Brontekst:
+++

De overeenkomst van opdracht (art. 7:400 BW) is een mooi woord voor dienstverlening. Het is bij uitstek geen arbeidsovereenkomst. De gerechtsdeurwaarder, advocaat en notaris zijn spelers in deze markt maar ook verhuurders van woningen. Juist over die laatste groep heeft HR afgelopen vrijdag een belangrijke uitspraak gedaan.

Bemiddelen bij huurovereenkomsten voor woonruimte is niet verboden maar het heeft wel de volle aandacht van de rechterlijke macht gehad, omdat één partij bij uitstek in een kwetsbare positie zit gezien de krapte op de huurmarkt. Naar nu ook duidelijk wordt zit de ACM ook op dit dossier. Bemiddeling komt wel voor bij subsidiabele woningen, maar je vindt het veel meer in de vrije sector en dan vooral in de relatie van enkele woningen of kleine complexen.

De wetgever heeft in artikel 7:417 lid 4 BW geregeld dat een tussenpersoon niet 2 heren tegen betaling mag dienen zoals dat zo mooi heet. Je mag als bemiddelaar voor de verhuurder niet tegelijkertijd kosten in rekening brengen bij de huurder.

+++

Vermelde records:
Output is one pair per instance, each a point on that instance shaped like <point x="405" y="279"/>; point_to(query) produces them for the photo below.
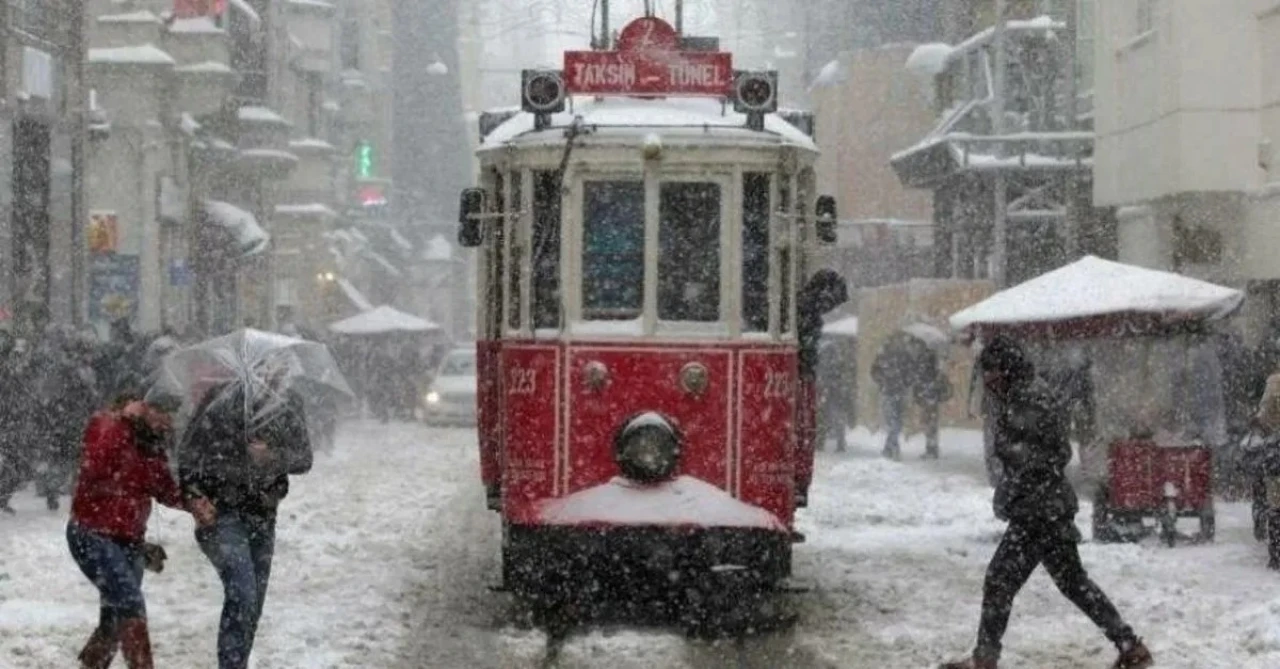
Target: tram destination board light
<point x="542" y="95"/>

+++

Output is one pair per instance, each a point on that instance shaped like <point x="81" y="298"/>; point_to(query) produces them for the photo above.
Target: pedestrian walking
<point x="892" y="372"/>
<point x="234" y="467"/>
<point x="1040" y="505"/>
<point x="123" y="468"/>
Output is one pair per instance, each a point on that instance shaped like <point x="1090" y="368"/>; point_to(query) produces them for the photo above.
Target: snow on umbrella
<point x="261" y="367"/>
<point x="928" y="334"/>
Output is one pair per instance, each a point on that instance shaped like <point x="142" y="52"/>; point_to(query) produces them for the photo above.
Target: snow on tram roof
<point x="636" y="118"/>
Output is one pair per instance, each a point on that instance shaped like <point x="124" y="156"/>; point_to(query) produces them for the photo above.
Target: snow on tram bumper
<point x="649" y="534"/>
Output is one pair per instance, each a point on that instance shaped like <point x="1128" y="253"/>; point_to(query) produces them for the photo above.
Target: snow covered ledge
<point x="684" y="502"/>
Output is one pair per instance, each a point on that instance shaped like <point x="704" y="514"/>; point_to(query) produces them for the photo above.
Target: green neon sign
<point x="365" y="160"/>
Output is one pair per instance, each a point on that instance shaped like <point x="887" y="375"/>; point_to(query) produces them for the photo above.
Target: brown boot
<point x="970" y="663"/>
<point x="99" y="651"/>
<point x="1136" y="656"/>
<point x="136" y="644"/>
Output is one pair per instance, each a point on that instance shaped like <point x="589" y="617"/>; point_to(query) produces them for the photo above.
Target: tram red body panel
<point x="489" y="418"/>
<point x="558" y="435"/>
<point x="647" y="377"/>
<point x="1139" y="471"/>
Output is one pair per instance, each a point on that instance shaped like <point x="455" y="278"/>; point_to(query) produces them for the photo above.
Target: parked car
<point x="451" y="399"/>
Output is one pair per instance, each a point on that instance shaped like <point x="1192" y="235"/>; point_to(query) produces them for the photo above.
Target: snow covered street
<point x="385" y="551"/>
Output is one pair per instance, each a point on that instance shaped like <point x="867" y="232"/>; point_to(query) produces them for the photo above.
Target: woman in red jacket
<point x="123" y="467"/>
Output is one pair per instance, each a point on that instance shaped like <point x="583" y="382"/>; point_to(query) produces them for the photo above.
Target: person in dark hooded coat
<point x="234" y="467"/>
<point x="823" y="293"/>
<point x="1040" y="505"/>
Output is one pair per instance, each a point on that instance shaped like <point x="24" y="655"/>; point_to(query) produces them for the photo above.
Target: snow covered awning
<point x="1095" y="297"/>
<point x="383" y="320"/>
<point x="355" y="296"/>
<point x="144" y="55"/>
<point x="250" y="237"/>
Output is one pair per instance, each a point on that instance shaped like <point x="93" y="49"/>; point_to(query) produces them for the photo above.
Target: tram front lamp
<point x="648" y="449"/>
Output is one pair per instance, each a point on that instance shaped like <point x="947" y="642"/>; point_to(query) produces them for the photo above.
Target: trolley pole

+++

Korte opgave A: Welk wetsartikel verbiedt volgens de brontekst dat een tussenpersoon tegen betaling twee heren dient?
Korte opgave B: Stemmen deze beweringen overeen met de brontekst? (i) Bemiddelen bij huurovereenkomsten voor woonruimte is verboden. (ii) Bemiddeling vind je vooral in de vrije sector. (iii) De overeenkomst van opdracht is een arbeidsovereenkomst.
Korte opgave C: Pak de brontekst over bemiddeling bij huurwoningen op na de laatste zin en schrijf hem verder.

Uitkomst oefening A: Artikel 7:417 lid 4 BW.

Uitkomst oefening B:
(i) Nee: "Bemiddelen bij huurovereenkomsten voor woonruimte is niet verboden"
(ii) Ja: "je vindt het veel meer in de vrije sector"
(iii) Nee: "Het is bij uitstek geen arbeidsovereenkomst."

Uitkomst oefening C:
Wat is echter de populaire benadering: een tussenpersoon (meestal een makelaar) zet een webportaal op waarop woningen worden gepresenteerd. Potentiele huurders kunnen reageren. Als een huurovereenkomst rondkomt, komt de aap uit de mouw: een fikse rekening van de tussenpersoon want die stelt maar een heer te dienen: de huurder.

De huurder moet de overeenkomst via de tussenpersoon afsluiten: die is bekend met de identiteit van de verhuurder.

De Haagse kantonrechter heeft in een verzetprocedure op aangeven van partijen pre judiciële vragen gesteld.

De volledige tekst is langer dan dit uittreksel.